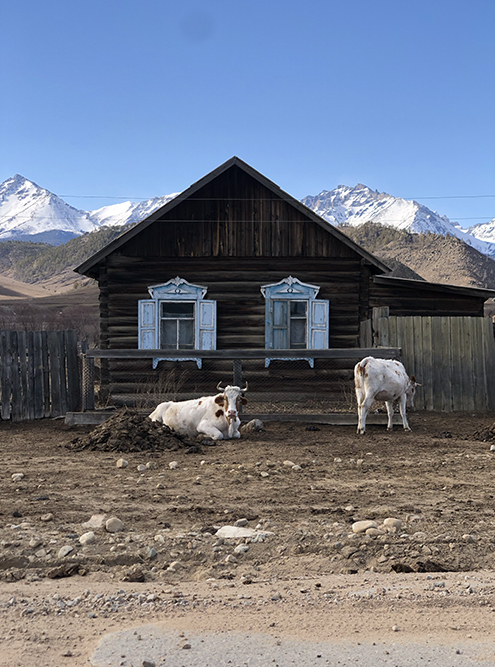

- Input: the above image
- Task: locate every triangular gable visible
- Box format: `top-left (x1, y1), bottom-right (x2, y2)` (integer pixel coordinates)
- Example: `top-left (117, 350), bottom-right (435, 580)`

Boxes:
top-left (75, 156), bottom-right (391, 278)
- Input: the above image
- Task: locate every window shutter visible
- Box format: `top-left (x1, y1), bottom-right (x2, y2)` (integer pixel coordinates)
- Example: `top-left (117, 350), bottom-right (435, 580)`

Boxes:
top-left (138, 299), bottom-right (157, 349)
top-left (309, 299), bottom-right (329, 349)
top-left (198, 300), bottom-right (216, 350)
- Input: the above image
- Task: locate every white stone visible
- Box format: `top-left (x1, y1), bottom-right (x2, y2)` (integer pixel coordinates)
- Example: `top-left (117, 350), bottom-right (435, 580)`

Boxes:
top-left (383, 517), bottom-right (402, 530)
top-left (146, 461), bottom-right (156, 469)
top-left (240, 419), bottom-right (264, 433)
top-left (352, 520), bottom-right (378, 534)
top-left (58, 545), bottom-right (74, 559)
top-left (105, 517), bottom-right (124, 533)
top-left (29, 537), bottom-right (42, 549)
top-left (234, 544), bottom-right (249, 554)
top-left (11, 473), bottom-right (25, 482)
top-left (137, 464), bottom-right (147, 472)
top-left (82, 514), bottom-right (107, 529)
top-left (154, 534), bottom-right (165, 543)
top-left (225, 554), bottom-right (238, 564)
top-left (116, 459), bottom-right (128, 468)
top-left (79, 532), bottom-right (96, 545)
top-left (169, 461), bottom-right (179, 470)
top-left (215, 525), bottom-right (274, 540)
top-left (283, 460), bottom-right (296, 467)
top-left (292, 465), bottom-right (302, 471)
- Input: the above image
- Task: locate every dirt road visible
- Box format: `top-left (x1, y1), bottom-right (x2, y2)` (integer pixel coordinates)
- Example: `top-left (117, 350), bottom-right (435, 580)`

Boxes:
top-left (2, 411), bottom-right (495, 665)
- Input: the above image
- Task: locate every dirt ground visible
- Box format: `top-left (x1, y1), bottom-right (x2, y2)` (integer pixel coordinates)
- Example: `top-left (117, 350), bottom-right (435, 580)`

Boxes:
top-left (3, 411), bottom-right (495, 666)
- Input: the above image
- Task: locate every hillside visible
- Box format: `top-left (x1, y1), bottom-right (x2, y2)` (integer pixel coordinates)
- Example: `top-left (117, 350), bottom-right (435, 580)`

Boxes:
top-left (341, 223), bottom-right (495, 290)
top-left (0, 224), bottom-right (129, 292)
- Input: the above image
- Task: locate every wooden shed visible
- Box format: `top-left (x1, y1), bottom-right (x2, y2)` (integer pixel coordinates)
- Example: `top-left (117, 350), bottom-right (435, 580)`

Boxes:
top-left (75, 157), bottom-right (495, 409)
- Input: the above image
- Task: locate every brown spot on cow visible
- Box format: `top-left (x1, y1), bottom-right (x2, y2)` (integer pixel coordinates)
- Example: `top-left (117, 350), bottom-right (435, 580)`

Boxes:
top-left (198, 400), bottom-right (202, 405)
top-left (215, 409), bottom-right (224, 418)
top-left (214, 395), bottom-right (225, 406)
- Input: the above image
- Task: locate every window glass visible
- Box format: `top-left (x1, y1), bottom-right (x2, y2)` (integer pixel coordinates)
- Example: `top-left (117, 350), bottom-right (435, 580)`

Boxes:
top-left (161, 302), bottom-right (195, 319)
top-left (160, 301), bottom-right (195, 349)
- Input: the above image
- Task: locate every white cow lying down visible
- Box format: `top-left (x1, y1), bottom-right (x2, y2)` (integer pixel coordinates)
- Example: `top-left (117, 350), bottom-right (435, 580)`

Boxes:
top-left (354, 356), bottom-right (419, 435)
top-left (149, 383), bottom-right (248, 440)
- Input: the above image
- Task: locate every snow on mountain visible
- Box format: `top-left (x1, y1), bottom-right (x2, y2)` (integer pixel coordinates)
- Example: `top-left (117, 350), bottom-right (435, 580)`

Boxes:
top-left (1, 175), bottom-right (494, 259)
top-left (0, 175), bottom-right (97, 244)
top-left (0, 175), bottom-right (177, 245)
top-left (89, 194), bottom-right (178, 228)
top-left (302, 184), bottom-right (495, 257)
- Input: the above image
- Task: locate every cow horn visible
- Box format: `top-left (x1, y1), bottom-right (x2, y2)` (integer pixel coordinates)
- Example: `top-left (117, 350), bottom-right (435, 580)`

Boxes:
top-left (242, 381), bottom-right (248, 392)
top-left (216, 381), bottom-right (225, 391)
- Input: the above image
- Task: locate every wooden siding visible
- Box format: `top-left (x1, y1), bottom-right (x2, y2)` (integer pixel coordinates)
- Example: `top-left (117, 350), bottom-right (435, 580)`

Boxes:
top-left (116, 166), bottom-right (359, 260)
top-left (369, 281), bottom-right (486, 317)
top-left (373, 314), bottom-right (495, 411)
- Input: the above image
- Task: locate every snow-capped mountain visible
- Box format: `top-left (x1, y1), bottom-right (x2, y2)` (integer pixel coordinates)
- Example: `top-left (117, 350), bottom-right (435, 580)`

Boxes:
top-left (1, 175), bottom-right (495, 258)
top-left (0, 175), bottom-right (96, 244)
top-left (302, 184), bottom-right (495, 257)
top-left (0, 175), bottom-right (177, 245)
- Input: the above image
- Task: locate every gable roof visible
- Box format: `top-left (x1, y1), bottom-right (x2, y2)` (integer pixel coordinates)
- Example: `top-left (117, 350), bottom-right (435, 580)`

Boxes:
top-left (75, 156), bottom-right (391, 278)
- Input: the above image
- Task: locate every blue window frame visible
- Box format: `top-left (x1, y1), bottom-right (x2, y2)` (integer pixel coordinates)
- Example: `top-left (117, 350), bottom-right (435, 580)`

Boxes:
top-left (261, 276), bottom-right (329, 367)
top-left (138, 276), bottom-right (216, 369)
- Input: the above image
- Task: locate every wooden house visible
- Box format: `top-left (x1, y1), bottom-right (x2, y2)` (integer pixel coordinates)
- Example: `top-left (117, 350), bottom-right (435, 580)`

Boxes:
top-left (75, 157), bottom-right (495, 407)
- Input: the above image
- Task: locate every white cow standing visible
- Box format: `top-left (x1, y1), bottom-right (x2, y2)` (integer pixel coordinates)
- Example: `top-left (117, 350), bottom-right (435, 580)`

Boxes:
top-left (149, 383), bottom-right (248, 440)
top-left (354, 356), bottom-right (419, 435)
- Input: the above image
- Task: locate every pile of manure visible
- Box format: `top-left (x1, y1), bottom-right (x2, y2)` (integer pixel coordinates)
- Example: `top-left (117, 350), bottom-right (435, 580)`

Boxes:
top-left (66, 409), bottom-right (200, 452)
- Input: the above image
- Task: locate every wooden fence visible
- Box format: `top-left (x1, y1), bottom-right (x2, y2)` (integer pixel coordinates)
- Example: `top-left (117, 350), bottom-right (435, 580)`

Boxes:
top-left (0, 330), bottom-right (81, 421)
top-left (361, 309), bottom-right (495, 411)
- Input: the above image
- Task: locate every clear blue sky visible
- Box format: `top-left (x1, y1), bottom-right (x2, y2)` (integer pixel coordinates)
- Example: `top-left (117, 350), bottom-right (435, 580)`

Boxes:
top-left (1, 0), bottom-right (494, 226)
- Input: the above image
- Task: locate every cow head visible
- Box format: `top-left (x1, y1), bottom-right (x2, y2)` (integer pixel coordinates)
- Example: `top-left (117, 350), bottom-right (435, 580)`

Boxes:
top-left (406, 375), bottom-right (420, 409)
top-left (215, 382), bottom-right (248, 422)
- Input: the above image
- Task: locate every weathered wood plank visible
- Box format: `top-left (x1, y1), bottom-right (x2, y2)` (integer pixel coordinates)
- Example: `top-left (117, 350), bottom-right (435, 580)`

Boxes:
top-left (33, 331), bottom-right (44, 419)
top-left (47, 331), bottom-right (63, 417)
top-left (85, 347), bottom-right (401, 360)
top-left (0, 331), bottom-right (11, 420)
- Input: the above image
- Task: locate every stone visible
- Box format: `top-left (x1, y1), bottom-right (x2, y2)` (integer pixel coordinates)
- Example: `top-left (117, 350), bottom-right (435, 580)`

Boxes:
top-left (240, 419), bottom-right (264, 433)
top-left (116, 458), bottom-right (128, 468)
top-left (366, 528), bottom-right (386, 537)
top-left (57, 545), bottom-right (74, 559)
top-left (352, 520), bottom-right (378, 534)
top-left (82, 514), bottom-right (107, 529)
top-left (137, 464), bottom-right (147, 472)
top-left (225, 554), bottom-right (238, 564)
top-left (40, 513), bottom-right (54, 522)
top-left (79, 531), bottom-right (96, 545)
top-left (11, 473), bottom-right (25, 482)
top-left (105, 517), bottom-right (124, 533)
top-left (283, 460), bottom-right (296, 467)
top-left (383, 517), bottom-right (402, 530)
top-left (169, 461), bottom-right (179, 470)
top-left (234, 518), bottom-right (248, 527)
top-left (234, 544), bottom-right (250, 554)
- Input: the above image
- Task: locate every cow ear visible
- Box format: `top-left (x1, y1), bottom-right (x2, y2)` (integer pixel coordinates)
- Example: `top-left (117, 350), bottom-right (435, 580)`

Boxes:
top-left (214, 395), bottom-right (224, 405)
top-left (241, 397), bottom-right (248, 405)
top-left (410, 375), bottom-right (416, 383)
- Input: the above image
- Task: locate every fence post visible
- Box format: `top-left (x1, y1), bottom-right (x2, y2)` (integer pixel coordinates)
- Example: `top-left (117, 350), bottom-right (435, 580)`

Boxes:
top-left (233, 359), bottom-right (243, 413)
top-left (372, 307), bottom-right (390, 347)
top-left (81, 341), bottom-right (95, 411)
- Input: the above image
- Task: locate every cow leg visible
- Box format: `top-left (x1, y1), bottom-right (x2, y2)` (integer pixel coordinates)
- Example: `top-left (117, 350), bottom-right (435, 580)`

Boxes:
top-left (398, 395), bottom-right (411, 431)
top-left (227, 418), bottom-right (241, 439)
top-left (357, 397), bottom-right (373, 434)
top-left (385, 401), bottom-right (395, 430)
top-left (197, 420), bottom-right (225, 440)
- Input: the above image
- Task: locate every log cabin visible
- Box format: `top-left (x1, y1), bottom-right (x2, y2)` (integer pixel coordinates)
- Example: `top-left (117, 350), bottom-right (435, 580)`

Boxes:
top-left (75, 157), bottom-right (495, 407)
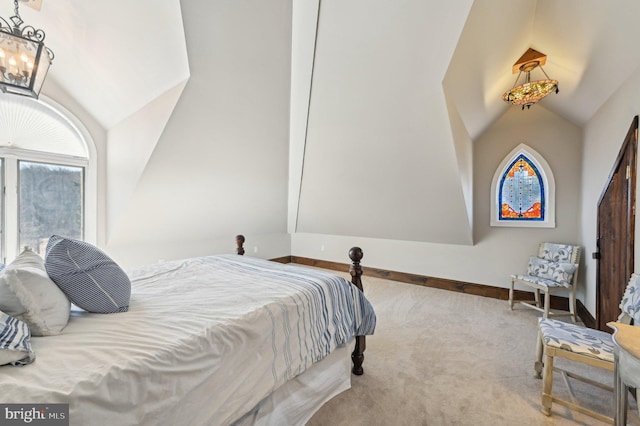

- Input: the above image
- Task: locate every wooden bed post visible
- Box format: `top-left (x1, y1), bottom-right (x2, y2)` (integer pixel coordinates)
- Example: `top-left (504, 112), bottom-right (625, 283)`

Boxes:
top-left (349, 247), bottom-right (366, 375)
top-left (236, 235), bottom-right (245, 256)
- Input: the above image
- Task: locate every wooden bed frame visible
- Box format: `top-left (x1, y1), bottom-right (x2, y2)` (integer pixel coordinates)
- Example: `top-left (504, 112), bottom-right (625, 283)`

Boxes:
top-left (235, 234), bottom-right (367, 375)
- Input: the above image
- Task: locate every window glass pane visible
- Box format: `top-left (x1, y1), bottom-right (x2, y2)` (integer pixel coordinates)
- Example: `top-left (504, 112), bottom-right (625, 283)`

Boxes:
top-left (19, 161), bottom-right (83, 256)
top-left (498, 154), bottom-right (544, 221)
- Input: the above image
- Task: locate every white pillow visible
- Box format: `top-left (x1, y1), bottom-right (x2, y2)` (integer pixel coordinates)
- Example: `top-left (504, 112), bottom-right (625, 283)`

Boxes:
top-left (0, 310), bottom-right (35, 366)
top-left (0, 248), bottom-right (70, 336)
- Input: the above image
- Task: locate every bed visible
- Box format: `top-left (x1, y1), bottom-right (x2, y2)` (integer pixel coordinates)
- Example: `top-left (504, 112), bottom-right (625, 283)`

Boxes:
top-left (0, 236), bottom-right (376, 426)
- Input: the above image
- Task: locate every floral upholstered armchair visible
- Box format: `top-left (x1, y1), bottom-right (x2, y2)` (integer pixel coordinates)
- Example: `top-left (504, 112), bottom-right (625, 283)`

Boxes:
top-left (509, 242), bottom-right (580, 322)
top-left (534, 273), bottom-right (640, 422)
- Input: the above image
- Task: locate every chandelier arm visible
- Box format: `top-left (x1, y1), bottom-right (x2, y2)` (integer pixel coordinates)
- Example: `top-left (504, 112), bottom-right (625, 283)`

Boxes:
top-left (511, 70), bottom-right (523, 88)
top-left (0, 16), bottom-right (11, 31)
top-left (20, 25), bottom-right (45, 42)
top-left (539, 65), bottom-right (551, 80)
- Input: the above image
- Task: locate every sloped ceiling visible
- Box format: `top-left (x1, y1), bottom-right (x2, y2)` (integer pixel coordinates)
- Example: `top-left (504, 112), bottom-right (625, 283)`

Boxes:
top-left (105, 0), bottom-right (292, 253)
top-left (4, 0), bottom-right (640, 250)
top-left (445, 0), bottom-right (640, 140)
top-left (294, 0), bottom-right (640, 245)
top-left (293, 0), bottom-right (475, 244)
top-left (0, 0), bottom-right (189, 129)
top-left (14, 0), bottom-right (637, 137)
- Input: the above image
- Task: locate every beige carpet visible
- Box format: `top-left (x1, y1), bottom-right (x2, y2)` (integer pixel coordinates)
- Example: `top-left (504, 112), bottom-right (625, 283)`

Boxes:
top-left (307, 272), bottom-right (637, 426)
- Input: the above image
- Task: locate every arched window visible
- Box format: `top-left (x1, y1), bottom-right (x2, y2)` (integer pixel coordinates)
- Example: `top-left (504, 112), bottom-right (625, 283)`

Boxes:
top-left (490, 144), bottom-right (555, 228)
top-left (499, 154), bottom-right (544, 220)
top-left (0, 95), bottom-right (96, 262)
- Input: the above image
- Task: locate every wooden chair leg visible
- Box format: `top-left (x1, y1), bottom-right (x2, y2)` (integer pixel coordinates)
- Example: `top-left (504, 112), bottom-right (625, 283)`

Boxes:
top-left (509, 279), bottom-right (515, 310)
top-left (619, 382), bottom-right (629, 426)
top-left (541, 350), bottom-right (554, 416)
top-left (535, 329), bottom-right (544, 379)
top-left (534, 289), bottom-right (541, 308)
top-left (569, 288), bottom-right (577, 323)
top-left (615, 358), bottom-right (628, 426)
top-left (543, 291), bottom-right (551, 318)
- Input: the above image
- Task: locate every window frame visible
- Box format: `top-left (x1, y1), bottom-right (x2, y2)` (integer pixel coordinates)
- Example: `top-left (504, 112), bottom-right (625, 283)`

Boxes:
top-left (490, 143), bottom-right (556, 228)
top-left (0, 94), bottom-right (97, 264)
top-left (18, 157), bottom-right (86, 256)
top-left (0, 147), bottom-right (89, 263)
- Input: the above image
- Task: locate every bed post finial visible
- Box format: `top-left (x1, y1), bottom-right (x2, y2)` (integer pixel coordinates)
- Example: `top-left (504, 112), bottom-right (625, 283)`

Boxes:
top-left (348, 246), bottom-right (366, 375)
top-left (236, 235), bottom-right (245, 256)
top-left (348, 247), bottom-right (364, 292)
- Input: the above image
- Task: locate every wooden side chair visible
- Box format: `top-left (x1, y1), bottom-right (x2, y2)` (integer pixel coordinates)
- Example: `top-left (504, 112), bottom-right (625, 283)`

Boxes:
top-left (509, 242), bottom-right (581, 322)
top-left (534, 273), bottom-right (640, 423)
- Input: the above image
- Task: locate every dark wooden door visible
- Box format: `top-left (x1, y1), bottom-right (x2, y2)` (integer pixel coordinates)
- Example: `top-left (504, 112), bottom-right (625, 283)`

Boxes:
top-left (596, 116), bottom-right (638, 331)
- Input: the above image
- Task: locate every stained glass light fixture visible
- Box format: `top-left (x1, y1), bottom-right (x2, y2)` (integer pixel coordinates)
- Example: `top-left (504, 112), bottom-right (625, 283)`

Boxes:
top-left (0, 0), bottom-right (54, 98)
top-left (502, 48), bottom-right (558, 110)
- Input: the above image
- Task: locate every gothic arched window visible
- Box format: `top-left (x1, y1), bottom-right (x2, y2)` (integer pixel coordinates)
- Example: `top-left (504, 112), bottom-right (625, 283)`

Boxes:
top-left (491, 144), bottom-right (555, 228)
top-left (499, 154), bottom-right (544, 221)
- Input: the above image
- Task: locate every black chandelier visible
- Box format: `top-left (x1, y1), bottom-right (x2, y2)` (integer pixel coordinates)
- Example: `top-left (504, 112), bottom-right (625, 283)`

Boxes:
top-left (0, 0), bottom-right (53, 98)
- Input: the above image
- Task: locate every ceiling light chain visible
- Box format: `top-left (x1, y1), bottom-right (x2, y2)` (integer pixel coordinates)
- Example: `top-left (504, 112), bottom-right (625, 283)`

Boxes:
top-left (0, 0), bottom-right (54, 98)
top-left (10, 0), bottom-right (23, 27)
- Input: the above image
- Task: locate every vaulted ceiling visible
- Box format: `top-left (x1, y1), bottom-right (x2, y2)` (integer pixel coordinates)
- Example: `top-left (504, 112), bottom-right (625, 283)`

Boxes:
top-left (0, 0), bottom-right (189, 129)
top-left (2, 0), bottom-right (640, 249)
top-left (6, 0), bottom-right (637, 135)
top-left (445, 0), bottom-right (640, 140)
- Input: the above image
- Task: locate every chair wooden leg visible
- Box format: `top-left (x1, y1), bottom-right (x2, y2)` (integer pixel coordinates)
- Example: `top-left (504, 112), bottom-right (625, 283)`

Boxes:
top-left (543, 291), bottom-right (551, 318)
top-left (618, 385), bottom-right (629, 425)
top-left (535, 329), bottom-right (544, 379)
top-left (509, 279), bottom-right (515, 310)
top-left (569, 288), bottom-right (577, 323)
top-left (615, 357), bottom-right (628, 426)
top-left (541, 349), bottom-right (554, 416)
top-left (619, 381), bottom-right (629, 425)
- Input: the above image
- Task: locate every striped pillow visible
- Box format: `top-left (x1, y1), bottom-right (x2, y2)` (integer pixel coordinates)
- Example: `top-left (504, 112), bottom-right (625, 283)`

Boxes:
top-left (44, 236), bottom-right (131, 314)
top-left (0, 311), bottom-right (35, 366)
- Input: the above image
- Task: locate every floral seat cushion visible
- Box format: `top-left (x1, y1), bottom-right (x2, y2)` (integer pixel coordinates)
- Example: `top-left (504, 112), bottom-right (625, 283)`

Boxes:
top-left (619, 273), bottom-right (640, 323)
top-left (511, 274), bottom-right (569, 289)
top-left (538, 318), bottom-right (614, 363)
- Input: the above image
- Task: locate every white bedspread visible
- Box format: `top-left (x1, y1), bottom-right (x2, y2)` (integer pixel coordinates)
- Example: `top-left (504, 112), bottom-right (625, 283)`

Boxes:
top-left (0, 255), bottom-right (376, 426)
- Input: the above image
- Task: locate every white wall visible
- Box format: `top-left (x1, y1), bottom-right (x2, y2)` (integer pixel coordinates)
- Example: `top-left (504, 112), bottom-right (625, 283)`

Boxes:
top-left (103, 0), bottom-right (293, 268)
top-left (475, 106), bottom-right (582, 291)
top-left (288, 0), bottom-right (320, 235)
top-left (445, 95), bottom-right (474, 232)
top-left (106, 80), bottom-right (187, 240)
top-left (580, 68), bottom-right (640, 314)
top-left (293, 105), bottom-right (582, 294)
top-left (291, 0), bottom-right (474, 245)
top-left (40, 79), bottom-right (108, 247)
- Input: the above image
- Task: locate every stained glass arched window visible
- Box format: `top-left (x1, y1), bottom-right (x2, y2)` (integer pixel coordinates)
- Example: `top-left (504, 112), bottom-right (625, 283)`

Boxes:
top-left (490, 144), bottom-right (555, 228)
top-left (499, 154), bottom-right (544, 221)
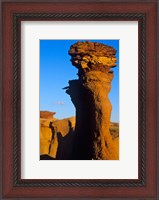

+++

** Task item **
Your reply should hold every line from the data that contains "post", copied in full.

** Solution **
- Task: locate every fence post visible
- Task: locate every wooden bed post visible
- Task: locate every bed post finial visible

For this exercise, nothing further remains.